#### [Selected extract]
++++

TO LAWYER OR NOT TO LAWYER

This post contrasts the results obtained by a property owner who declined legal representation and negotiated his own deal versus other similarly situated owners on the same project who retained me.

I recently negotiated settlements for numerous property owners in a pipeline acquisition project. Now that the deals are complete, I can compare the results obtained by my clients to a particular owner who declined representation and made his own deal.

Each person owned agricultural property in the same county. The unrepresented owner accepted an offer characterized by the pipeline company as its final, take it or leave it deal, assuming that I could not provide him with any benefit. Given the size of the impacted parcel, the offer was for a substantial, six-figure amount. 

My clients accepted my advice and waited. Some months later, when regulatory approval was more imminent, the pipeline company finally became serious and we negotiated deals. The negotiations focused on two things, the amount of compensation paid and the contractual terms contained in the easement being imposed upon the property. The contractual terms are very significant, particularly for farmers, because they encumber the land forever and the current and future owners of the property will never have a chance to renegotiate the offer. Negotiating the least onerous easement is particularly important for farmers, who have a higher likelihood of keeping property in their family for generations than owners of other types of property. This means that a farmer’s decision to accept bad contractual terms can come back to haunt his sons and daughters. 

The consequences of agreeing to bad contractual terms are real, although the consequences may not be faced for years. The recent pipeline constructed by Wolverine Pipe Line Company is a prime example. Wolverine obtained easements decades ago to install a pipeline. That pipeline was built and Wolverine wanted to build a second line next to it. The form easement Wolverine originally sought to acquire allowed it to place multiple pipelines on the property but Wolverine was willing to remove that language from the easement when pressed by more prudent property owners. This meant that the current owners of the property whose predecessors were not prudent had new pipelines jammed onto their land without receiving compensation. The owners whose predecessors in title had more foresight received just compensation for the same construction.

In the agricultural example where I have knowledge of a deal accepted by an unrepresented owner who declined by representation, I negotiated a payout 150% larger than the amount he accepted, an amount that had been characterized as the pipeline company’s last and best offer. And while my clients paid an attorney fee for my services, their net recovery after deduction for the attorney fee was significantly more than what the pipeline company had characterized as its final offer. 

Equally important, I negotiated significantly better terms for the easement that will benefit the property owners for generations. Two examples illustrate the benefits of these negotiations.

++++

#### [Data rows]

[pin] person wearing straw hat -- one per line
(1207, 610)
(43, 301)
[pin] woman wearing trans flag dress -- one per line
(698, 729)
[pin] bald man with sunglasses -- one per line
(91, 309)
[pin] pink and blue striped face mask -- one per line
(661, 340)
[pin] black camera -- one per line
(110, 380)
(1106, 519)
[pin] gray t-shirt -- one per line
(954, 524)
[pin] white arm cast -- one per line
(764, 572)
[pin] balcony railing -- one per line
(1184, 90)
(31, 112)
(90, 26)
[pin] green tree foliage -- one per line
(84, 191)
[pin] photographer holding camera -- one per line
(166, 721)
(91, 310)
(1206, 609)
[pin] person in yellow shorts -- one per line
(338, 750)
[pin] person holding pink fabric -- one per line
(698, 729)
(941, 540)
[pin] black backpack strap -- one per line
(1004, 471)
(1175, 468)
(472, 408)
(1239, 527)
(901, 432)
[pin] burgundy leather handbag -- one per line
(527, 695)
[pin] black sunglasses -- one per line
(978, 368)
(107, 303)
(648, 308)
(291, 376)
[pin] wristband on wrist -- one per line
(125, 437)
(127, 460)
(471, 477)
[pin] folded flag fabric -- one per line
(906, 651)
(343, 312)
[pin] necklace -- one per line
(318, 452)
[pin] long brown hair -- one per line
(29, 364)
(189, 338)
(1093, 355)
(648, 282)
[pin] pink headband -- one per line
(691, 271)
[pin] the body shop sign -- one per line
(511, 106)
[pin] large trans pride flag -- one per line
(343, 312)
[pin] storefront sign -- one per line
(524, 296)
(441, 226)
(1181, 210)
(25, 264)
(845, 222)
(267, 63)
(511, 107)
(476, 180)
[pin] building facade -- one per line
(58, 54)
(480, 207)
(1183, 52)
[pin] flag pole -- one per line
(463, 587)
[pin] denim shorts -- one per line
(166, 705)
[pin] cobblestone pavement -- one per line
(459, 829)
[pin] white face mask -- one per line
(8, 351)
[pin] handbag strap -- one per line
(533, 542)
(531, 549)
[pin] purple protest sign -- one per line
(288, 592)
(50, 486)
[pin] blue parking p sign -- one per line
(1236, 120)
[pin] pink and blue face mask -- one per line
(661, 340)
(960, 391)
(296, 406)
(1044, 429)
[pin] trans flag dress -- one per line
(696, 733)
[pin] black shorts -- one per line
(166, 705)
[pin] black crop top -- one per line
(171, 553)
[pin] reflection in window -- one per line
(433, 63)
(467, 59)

++++

#### [Set problem 1]
List each phrase the pipeline post says the pipeline company used to characterize its offer.
#### [Set problem 2]
According to the pipeline post, how much larger was the negotiated payout than the amount the unrepresented owner accepted?

#### [Finished answer 1]
- "final, take it or leave it deal"
- "last and best offer"
- "final offer"

#### [Finished answer 2]
The negotiated payout was 150% larger.